§ Your task: Could you copy exactly the lines from the one containing "The component shall indicate each instance of the tree bark" through the last line of the records below, leaving out any pictures?

:::::

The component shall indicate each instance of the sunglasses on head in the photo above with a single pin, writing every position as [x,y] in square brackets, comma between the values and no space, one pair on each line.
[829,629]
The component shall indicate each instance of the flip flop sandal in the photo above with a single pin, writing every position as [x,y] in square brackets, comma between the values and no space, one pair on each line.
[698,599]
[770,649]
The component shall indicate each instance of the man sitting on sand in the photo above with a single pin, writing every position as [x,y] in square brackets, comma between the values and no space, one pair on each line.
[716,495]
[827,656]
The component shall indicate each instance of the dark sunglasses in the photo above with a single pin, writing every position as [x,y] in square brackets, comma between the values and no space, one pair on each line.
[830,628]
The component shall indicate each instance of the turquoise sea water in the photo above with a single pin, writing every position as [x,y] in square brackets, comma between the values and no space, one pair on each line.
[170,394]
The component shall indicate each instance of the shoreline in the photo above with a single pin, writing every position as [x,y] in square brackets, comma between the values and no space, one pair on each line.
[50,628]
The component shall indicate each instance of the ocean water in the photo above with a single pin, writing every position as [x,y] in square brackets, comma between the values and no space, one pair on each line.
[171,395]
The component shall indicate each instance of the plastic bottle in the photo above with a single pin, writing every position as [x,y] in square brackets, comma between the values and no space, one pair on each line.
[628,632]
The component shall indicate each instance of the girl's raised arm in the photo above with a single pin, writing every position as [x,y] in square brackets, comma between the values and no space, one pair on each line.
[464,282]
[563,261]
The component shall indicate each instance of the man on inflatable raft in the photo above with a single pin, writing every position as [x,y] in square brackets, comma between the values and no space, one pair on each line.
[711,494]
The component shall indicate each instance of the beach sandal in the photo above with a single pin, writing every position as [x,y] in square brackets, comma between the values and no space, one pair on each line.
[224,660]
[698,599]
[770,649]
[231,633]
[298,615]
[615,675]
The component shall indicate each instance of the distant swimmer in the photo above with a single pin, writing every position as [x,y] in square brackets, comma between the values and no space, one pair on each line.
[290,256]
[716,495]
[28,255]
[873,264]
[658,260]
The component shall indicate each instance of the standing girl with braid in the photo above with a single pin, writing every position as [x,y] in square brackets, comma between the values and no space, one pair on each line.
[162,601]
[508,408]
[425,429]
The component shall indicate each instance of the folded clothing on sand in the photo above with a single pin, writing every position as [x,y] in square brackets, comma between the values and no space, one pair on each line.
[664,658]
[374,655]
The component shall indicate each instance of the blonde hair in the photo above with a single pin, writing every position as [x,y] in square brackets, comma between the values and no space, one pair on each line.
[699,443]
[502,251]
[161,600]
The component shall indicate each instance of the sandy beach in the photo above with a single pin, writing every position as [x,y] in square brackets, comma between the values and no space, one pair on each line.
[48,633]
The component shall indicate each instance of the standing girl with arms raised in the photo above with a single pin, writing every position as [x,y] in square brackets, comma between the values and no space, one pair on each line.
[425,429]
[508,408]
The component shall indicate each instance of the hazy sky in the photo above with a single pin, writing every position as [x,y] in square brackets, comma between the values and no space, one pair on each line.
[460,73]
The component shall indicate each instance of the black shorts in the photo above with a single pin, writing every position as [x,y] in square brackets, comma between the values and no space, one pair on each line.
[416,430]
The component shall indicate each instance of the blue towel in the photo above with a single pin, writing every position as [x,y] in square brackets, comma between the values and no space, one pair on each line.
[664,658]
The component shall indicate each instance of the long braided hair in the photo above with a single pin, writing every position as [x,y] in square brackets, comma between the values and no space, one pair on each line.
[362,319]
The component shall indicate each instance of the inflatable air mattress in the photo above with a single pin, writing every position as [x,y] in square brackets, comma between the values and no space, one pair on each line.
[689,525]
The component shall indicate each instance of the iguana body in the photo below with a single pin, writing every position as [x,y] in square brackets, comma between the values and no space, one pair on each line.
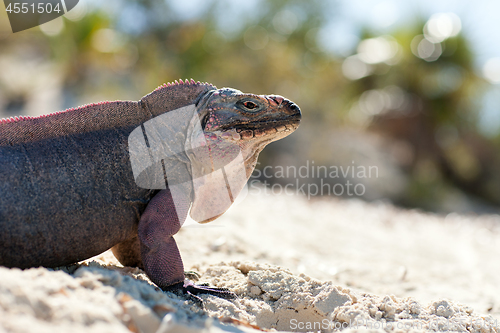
[67,188]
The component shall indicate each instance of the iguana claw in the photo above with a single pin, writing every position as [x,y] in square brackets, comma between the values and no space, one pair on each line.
[193,290]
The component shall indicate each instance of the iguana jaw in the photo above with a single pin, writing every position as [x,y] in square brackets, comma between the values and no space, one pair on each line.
[235,127]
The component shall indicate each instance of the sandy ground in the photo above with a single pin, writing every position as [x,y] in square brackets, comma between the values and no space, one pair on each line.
[296,265]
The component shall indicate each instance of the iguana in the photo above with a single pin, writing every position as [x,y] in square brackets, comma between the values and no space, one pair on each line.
[69,190]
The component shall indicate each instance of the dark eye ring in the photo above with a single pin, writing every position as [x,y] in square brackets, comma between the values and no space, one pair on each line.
[250,105]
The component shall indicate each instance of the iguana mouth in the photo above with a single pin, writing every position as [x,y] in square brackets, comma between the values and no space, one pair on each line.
[265,128]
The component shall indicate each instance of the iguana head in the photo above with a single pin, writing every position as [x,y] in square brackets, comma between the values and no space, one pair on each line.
[235,128]
[247,120]
[207,140]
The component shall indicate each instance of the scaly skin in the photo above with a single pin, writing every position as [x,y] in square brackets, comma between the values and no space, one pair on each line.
[67,188]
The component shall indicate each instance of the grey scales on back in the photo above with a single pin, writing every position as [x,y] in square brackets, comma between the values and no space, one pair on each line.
[76,183]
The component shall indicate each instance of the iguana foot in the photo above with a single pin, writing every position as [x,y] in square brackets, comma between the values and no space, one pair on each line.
[193,290]
[192,275]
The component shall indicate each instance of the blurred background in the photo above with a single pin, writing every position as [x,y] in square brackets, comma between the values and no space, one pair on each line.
[409,90]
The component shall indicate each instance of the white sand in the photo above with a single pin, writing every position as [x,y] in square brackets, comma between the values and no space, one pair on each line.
[341,263]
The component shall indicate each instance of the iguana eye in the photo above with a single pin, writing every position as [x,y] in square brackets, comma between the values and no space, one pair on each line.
[250,105]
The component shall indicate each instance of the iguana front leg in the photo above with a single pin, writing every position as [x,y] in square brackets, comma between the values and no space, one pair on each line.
[159,252]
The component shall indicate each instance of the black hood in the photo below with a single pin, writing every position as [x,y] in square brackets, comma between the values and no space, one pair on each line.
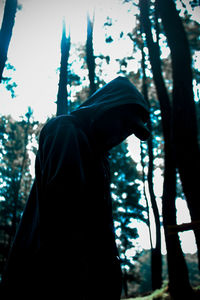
[114,103]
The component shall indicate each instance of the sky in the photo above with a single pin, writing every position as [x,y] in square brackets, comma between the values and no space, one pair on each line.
[34,52]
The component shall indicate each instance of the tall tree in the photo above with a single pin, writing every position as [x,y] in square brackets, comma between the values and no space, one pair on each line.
[90,59]
[62,96]
[6,31]
[179,284]
[156,256]
[187,152]
[126,207]
[15,176]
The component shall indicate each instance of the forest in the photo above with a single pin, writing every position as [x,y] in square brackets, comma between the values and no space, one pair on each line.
[163,61]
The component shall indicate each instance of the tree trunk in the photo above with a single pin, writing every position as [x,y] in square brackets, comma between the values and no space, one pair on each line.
[62,97]
[156,256]
[6,32]
[90,55]
[184,114]
[177,270]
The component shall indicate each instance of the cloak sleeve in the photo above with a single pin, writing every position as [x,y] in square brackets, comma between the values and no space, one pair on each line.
[63,152]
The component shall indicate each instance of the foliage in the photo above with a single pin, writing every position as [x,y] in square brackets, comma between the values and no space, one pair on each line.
[15,178]
[126,201]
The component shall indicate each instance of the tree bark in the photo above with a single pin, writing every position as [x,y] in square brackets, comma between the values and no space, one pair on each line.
[178,275]
[156,256]
[90,55]
[62,96]
[187,152]
[6,32]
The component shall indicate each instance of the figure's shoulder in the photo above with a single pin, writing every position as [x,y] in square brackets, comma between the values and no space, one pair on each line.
[65,126]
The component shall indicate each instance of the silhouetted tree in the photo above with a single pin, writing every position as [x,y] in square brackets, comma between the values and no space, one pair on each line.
[187,152]
[178,274]
[90,59]
[6,31]
[156,256]
[62,96]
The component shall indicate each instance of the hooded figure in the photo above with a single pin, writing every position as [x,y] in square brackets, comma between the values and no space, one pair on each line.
[65,244]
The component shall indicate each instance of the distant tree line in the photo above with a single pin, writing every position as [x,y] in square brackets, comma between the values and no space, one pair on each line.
[167,83]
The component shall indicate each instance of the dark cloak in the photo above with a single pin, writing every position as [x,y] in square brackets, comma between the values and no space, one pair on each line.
[65,244]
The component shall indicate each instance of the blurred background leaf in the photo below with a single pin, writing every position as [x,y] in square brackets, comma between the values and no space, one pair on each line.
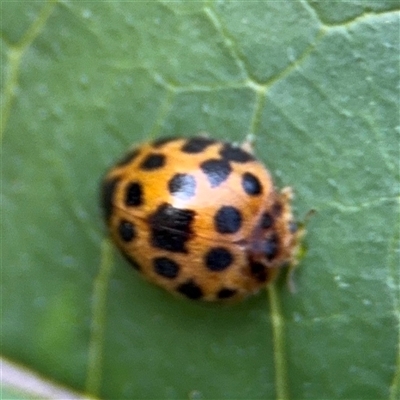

:::::

§ Problem solution:
The component shall indicate each instance of the tree bark in the photo above with a single pin, writing every position as [x,y] in square brackets, comma between the values and no space, one pair on each line.
[178,275]
[156,256]
[90,55]
[62,96]
[187,152]
[6,32]
The component shall indicate each instance of the figure's shoulder in the photo above with a single pin, writing every position as [x,y] in square brackets, comma between the values and no space, one pair on each line.
[65,126]
The component shall indicate each instance of the silhouetted tree in the photo above with a single pin, writing every position as [x,y] in square brackets, comma between the values and no space, one pair on each line.
[187,152]
[178,274]
[90,59]
[6,31]
[156,256]
[62,96]
The component shall indicate each instance of the hooded figure in the photo above with a single pin, writing every position as [x,y] in square brackets, comma between the values and no space, one pair on each line.
[65,244]
The component shall indicate each instance of the distant tree line in the photo above with a single pin, writing every position as [x,y] in square brackets, comma between the values and no space, one pair on each line.
[167,83]
The component shall indicate each instance of the dark cloak in the photo above with a single pin, writing every position as [x,y] in square brackets, comma between the values and no space, one pair on each line.
[65,244]
The component shall indicate each instance of the blurred background leaf in the photo below with a single pin, writing every position as [x,y] in square brackets, comma between the values and no space, one pair on each line.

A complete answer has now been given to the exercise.